**THINGS TO DO**.
1. Please list the main obstacles to accessing contraception in Ireland that the working group cited, as quoted in the article on pharmacy access to contraception below.
2. Carry on the article on pharmacy access to contraception from its last sentence.

**READING PASSAGE**.
*** Begin section ***
Access to free contraception, without prescription and directly from pharmacies, would “promote bodily autonomy” according to the UCC Students’ Union Welfare Officer.
Caoimhe Walsh’s comments come after the Irish Pharmacy Union (IPU) reiterated its call for women to be allowed access to contraception directly from pharmacies, without prescription and free of charge.
Two specific progesterone-based oral contraceptives are now available over the counter in UK pharmacies without prescription.
“Women in Ireland should also be allowed similarly convenient access to oral contraceptives through their pharmacist,” said Kathy Maher, a community pharmacist and past-President of the IPU.
The 2020 Programme for Government commits to the establishment of free contraceptive care, starting with women and girls aged between 17 and 25 and a working group was established in 2019 to consider the policy, regulatory and legislative issues relating to enhanced access to contraception, following the recommendations of the Joint Committee on the Eighth Amendment.
“While stating that contraceptive usage is generally high and stable, the working group cited lack of local access, cost, inconvenience, lack of knowledge, and embarrassment among younger women, as the main obstacles to accessing contraception in Ireland, among other factors,” Ms Maher said. "We look forward to the work of the Contraception Implementation Group being progressed as rapidly as possible.
Caoimhe Walsh, Welfare Officer at UCC SU said despite only being in the job since June, already she has had some girls coming to her to discuss accessing contraception.
*** End section ***
**SUPPLIED DATA**.
*** Begin section ***
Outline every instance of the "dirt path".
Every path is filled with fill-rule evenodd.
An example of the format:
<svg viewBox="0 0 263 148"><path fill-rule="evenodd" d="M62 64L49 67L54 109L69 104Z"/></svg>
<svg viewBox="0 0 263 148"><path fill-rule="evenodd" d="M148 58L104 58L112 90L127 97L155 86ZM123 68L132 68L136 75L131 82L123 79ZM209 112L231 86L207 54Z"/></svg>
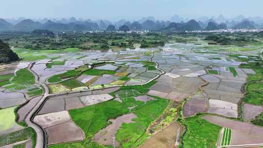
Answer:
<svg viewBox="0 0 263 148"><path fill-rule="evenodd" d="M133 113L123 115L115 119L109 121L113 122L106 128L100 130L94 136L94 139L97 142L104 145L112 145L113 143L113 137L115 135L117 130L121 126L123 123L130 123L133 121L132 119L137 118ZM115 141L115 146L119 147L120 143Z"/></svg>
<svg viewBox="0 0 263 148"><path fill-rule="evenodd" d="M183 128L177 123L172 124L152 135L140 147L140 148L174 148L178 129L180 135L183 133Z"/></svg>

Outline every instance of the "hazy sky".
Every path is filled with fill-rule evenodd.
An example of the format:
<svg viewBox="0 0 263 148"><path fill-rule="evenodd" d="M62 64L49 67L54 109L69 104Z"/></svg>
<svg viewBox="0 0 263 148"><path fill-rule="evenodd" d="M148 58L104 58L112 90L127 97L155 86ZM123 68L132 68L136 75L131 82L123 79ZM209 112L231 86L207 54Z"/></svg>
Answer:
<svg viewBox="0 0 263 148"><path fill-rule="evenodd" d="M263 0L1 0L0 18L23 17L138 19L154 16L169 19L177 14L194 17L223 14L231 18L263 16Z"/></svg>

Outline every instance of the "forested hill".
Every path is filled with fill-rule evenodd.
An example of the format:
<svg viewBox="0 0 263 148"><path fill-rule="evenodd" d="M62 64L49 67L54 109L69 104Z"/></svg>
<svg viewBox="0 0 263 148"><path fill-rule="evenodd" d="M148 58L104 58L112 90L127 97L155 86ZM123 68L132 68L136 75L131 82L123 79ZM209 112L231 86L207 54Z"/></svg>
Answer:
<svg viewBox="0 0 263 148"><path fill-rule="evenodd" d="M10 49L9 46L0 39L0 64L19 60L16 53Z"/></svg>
*** End section ***
**EXERCISE RESULTS**.
1.
- Lack of local access
- Cost
- Inconvenience
- Lack of knowledge
- Embarrassment among younger women

2.
“I think it [accessing contraception easily] is something that is so important and it can have a lot of benefits for women, especially younger women. There can be a sort of embarrassment around going to your GP to be prescribed contraceptives, which can be very off-putting for some women,” Ms Walsh said.
“It gives us the choice whether we want to have children and doesn’t subject us to the harsh opinion of others and other organisations if you were to end up pregnant because you didn’t feel comfortable asking a GP for a prescription, or we just couldn’t afford it."
Solidarity Councillor Fiona Ryan said women’s health issues in Ireland seem to “always be able to go on the backburner” and she “fully supports the IPU’s calls”.
“It’s something that’s already de-facto established through online medicine and telepharmacy,” she said.
Highlighting the onus on women to get a prescription for the contraceptive pill every six months, Ms Ryan said that this doesn’t happen in many other countries.
“Broadly speaking we have an onerous system that places barriers in front of people, and particularly when we're talking about young people, where embarrassment might be large enough to stop someone getting whatever contraception they so choose.
“I think this is a very prudent call, and I think it’s a call everyone should support.”